— START OF Records for the exercise —

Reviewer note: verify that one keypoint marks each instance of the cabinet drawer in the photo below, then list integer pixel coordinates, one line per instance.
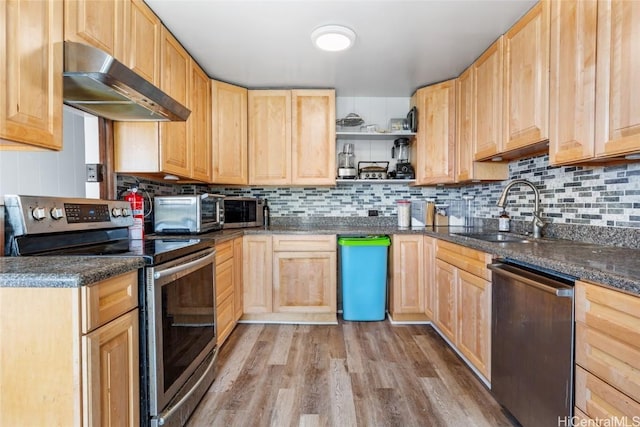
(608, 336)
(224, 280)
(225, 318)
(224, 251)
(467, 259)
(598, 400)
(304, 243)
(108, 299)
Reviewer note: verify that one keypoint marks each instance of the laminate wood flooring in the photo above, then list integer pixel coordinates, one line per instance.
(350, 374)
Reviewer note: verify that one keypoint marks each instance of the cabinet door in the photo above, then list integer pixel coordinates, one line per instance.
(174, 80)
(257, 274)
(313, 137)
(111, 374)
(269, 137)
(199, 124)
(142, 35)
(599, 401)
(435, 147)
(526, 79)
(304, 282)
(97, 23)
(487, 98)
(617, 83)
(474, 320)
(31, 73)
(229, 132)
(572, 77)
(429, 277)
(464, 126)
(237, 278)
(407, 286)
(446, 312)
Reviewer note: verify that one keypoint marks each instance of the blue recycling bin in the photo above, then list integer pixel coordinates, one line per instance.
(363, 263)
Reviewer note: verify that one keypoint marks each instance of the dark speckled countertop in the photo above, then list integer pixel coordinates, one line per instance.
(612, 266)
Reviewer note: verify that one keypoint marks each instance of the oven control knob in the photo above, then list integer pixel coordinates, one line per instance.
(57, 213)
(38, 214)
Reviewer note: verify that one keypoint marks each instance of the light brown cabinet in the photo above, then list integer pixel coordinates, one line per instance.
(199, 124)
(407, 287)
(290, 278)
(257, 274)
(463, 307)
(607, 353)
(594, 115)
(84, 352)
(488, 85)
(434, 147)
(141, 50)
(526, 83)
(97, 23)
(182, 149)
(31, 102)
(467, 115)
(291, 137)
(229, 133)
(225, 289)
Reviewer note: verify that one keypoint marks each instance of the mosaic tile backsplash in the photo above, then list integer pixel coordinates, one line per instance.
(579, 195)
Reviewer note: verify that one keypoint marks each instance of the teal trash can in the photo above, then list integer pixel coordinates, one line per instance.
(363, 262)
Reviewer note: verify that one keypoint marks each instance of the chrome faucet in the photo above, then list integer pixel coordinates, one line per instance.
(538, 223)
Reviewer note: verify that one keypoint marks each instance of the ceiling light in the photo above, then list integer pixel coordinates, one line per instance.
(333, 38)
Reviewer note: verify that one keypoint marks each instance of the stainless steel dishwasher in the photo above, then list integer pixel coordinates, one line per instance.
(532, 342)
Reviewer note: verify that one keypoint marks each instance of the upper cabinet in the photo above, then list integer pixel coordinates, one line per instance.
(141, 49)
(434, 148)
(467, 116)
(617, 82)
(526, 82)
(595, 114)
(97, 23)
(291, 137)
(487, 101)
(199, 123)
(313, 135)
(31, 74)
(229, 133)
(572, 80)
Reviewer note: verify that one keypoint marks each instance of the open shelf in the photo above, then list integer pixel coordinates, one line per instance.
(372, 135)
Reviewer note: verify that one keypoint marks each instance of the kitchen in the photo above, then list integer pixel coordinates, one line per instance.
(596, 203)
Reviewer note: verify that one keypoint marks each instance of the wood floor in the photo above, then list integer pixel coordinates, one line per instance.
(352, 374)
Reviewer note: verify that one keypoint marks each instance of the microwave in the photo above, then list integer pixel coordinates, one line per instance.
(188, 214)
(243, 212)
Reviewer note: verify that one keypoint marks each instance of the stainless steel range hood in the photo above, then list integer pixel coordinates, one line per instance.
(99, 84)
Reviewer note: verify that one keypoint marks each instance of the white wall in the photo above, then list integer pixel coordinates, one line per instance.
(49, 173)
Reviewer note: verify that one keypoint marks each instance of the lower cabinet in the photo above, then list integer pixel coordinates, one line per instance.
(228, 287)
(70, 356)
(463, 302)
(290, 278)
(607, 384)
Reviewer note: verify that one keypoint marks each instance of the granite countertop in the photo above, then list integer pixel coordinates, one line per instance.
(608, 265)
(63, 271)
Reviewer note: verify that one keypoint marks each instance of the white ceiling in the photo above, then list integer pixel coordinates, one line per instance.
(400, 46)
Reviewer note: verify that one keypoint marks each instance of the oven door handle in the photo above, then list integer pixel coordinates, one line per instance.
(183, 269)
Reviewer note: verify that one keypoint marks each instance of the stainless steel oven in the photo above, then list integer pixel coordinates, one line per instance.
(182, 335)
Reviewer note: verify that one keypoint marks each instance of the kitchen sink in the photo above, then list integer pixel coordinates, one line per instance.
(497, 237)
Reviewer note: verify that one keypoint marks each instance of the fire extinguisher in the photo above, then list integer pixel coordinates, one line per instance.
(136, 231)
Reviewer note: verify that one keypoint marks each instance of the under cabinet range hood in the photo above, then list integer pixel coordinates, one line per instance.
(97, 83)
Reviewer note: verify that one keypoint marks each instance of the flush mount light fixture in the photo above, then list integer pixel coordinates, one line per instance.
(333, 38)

— END OF Records for the exercise —

*Written instruction:*
Please convert the listing above into a two-column CSV with the columns "note" and "points". Give one row for each reviewer note, put the note text and its coordinates each in one quoted field with line breaks turned into spaces, and leave the pictures out.

*Result of the exercise:*
note,points
"Reviewer note: verify that one keypoint marks each instance of the cabinet drawer in the photo below, then list integer pixel coordinates, one line per instance.","(608, 336) (224, 280) (225, 318) (224, 251) (467, 259) (598, 400) (304, 243) (108, 299)"
"Reviewer note: verify that one keypoint marks each instance of the laminate wood flooring in the photo above, then list integer pixel coordinates, one line per instance.","(350, 374)"
"Reviewer note: verify that one keypoint marks each instance of the cabinet door in the photo above, then list integer pixel coordinates, one line per instance.","(174, 80) (257, 274) (313, 137) (111, 374) (269, 137) (199, 124) (142, 35) (599, 401) (435, 147) (526, 79) (304, 282) (97, 23) (487, 98) (617, 83) (474, 320) (31, 73) (229, 132) (572, 77) (429, 277) (464, 126) (237, 278) (407, 286) (446, 312)"
"Reviewer note: verify that one keypoint marks each instance of the blue recycling bin in the photo above, then list integer pixel coordinates, one line per instance.","(363, 263)"
"Reviewer note: verify that one keypoint marks each instance of the dark speckled countertop in the photo above, then list integer pixel coordinates, one line per instance.","(612, 266)"
"Reviewer note: verify that one keypoint marks each instance of the oven control knob in the photo above, then list integer pixel coordinates, one line per instance.","(57, 213) (38, 214)"
"Reviewer note: verify that one keypoint marks each instance of the light brown cabinet in the photo above, then list integer pixel coordinates, one line per instance.","(199, 124) (407, 287) (290, 278) (257, 274) (463, 307) (607, 353) (594, 115) (84, 352) (488, 85) (434, 147) (141, 50) (526, 83) (97, 23) (182, 149) (31, 102) (467, 115) (291, 137) (229, 133) (225, 289)"
"Reviewer note: verify that one keypoint marks each instance of the mosaic tile backsplash in the photo above, then list integer pixel coordinates, one line per instance.","(579, 195)"
"Reviewer note: verify that one keypoint marks each instance of the teal trash can in the photo above, then list integer pixel coordinates, one line per instance.","(363, 262)"
"Reviewer note: verify that one keypoint marks each instance of the chrome faucet in the photo above, then list integer pixel coordinates, one line per instance.","(538, 223)"
"Reviewer note: verify that one keypoint marks each instance of the ceiling light in the photo above, then list integer pixel coordinates, one line per instance.","(333, 38)"
"Reviewer note: verify that one keypoint marks each instance of the stainless steel dishwasher in the photo above, then list integer pixel coordinates, one line per instance.","(532, 342)"
"Reviewer note: verify that one keypoint marks each instance of the upper cabinet in the photo above, then list integer pixel coordinates, one line per instance.","(141, 49) (434, 148) (467, 116) (617, 82) (526, 82) (595, 114) (97, 23) (291, 137) (487, 101) (199, 123) (313, 135) (31, 74) (229, 133) (572, 80)"
"Reviewer note: verify that one keypoint marks each instance of the open shelf in the photo above, then list integer pixel coordinates, one line per instance.","(372, 135)"
"Reviewer note: verify that one keypoint marks each instance of the kitchen in the photo above, then list integer pixel coordinates, one line per instance.","(596, 203)"
"Reviewer note: verify that one keypoint marks each instance of the wood floor in the photo above, then list integer pixel coordinates, one line per instance.","(352, 374)"
"Reviewer note: verify that one keypoint marks each instance of the microwave in the photo above, then list integer pixel coordinates, one line per instance.","(188, 214) (243, 212)"
"Reviewer note: verify that one keypoint marks each instance of the stainless steel range hood in the photo above, then list integer pixel coordinates, one line per instance.","(99, 84)"
"Reviewer note: verify that one keypoint marks each instance of the white wall in the photo above, then list integer pixel coordinates, one line per instance.","(49, 173)"
"Reviewer note: verify that one keypoint marks each instance of the lower cabinet in the photo above, then list integer pixel coordinates, one line per instance.","(228, 287) (70, 356) (463, 302) (290, 278) (607, 384)"
"Reviewer note: verify that one keypoint marks each instance of the granite countertop in the photo above, then list integer pixel coordinates, one line per instance.","(608, 265) (63, 271)"
"Reviewer note: verify that one keypoint marks each instance of the white ceiling in the photo above, then list integer pixel coordinates, one line per instance.","(400, 46)"
"Reviewer note: verify that one keypoint marks each instance of the oven door handle in the photo above, then list integer pixel coordinates, one line per instance.","(183, 269)"
"Reviewer note: verify that one keypoint marks each instance of the stainless steel oven in the photo above, then list integer pixel coordinates, one line per instance.","(182, 335)"
"Reviewer note: verify that one keypoint marks each instance of the kitchen sink in the photo above, then list integer pixel coordinates, one line per instance.","(497, 237)"
"Reviewer note: verify that one keypoint marks each instance of the fire extinguisher in the photo above, then list integer pixel coordinates, one line per instance.","(136, 231)"
"Reviewer note: verify that one keypoint marks each instance of the under cabinet range hood in the photo above, then list integer pixel coordinates, one line per instance.","(97, 83)"
"Reviewer note: verify that one keypoint marks each instance of the flush mount light fixture in the photo above, then list integer pixel coordinates, one line per instance.","(333, 38)"